= Enunciado =
No excerto, que dois adjetivos caracterizam a água do Guadiana nas azenhas de Mértola?

Hoje


Era miúda crescida, grande e sonhadora, tantas vezes descia aquela enorme ladeira de terra e tanto pó, sob o calor mais quente que esta terra nos dá. Sempre sozinha, na alma carregava a loucura duma adolescência citadina ofuscada de luzes e gritos. Descia a ladeira com a culpa do desaprovar de uns avós que de tão avós e de tão grandes não me queriam sozinha, não me queriam ali.
Ali era um sítio magnifico, onde o calor da descida da ladeira se transformava em água. Ali eu procurava o meu canto, aquele distante onde ninguém me poderia ver, e ali ficava sozinha e cheia de mim, em alturas em que o corpo pedia paz e a alma pedia vida! A água do Guadiana não é límpida, ali nas azenhas de Mértola ela tem um cheiro característico, acho que cheira a pedras e a musgo, a agua é quente e calma. A serra na outra encosta está cheia de contos tão ouvidos, cada pedra, cada caminho tem uma história na minha mente!
O Sol escondia-se e eu voltava... e subia a ladeira zangada porque mais uma vez era tarde, como sempre, era sempre tarde!

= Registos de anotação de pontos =
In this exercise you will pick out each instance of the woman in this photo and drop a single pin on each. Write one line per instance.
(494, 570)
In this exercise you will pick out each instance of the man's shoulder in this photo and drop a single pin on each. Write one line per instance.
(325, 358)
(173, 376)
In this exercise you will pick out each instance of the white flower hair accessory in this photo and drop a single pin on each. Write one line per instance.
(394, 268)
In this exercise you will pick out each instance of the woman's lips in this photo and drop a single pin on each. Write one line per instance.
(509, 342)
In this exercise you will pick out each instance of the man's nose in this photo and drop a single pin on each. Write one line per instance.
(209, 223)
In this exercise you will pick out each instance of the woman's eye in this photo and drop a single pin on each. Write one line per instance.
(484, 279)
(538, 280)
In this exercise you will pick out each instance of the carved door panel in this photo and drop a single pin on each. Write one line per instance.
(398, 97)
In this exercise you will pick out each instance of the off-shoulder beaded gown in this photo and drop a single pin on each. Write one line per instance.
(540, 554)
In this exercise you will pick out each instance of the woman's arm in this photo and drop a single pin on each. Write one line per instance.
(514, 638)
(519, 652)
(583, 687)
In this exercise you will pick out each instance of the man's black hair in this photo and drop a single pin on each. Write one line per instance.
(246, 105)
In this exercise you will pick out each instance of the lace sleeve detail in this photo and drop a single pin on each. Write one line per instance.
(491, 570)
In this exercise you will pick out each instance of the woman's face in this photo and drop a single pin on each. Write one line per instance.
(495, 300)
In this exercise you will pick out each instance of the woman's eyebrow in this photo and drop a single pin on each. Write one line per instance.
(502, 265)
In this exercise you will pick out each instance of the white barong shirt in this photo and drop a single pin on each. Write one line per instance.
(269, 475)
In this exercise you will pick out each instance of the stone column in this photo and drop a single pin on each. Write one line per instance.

= Resolução =
A água é quente e calma.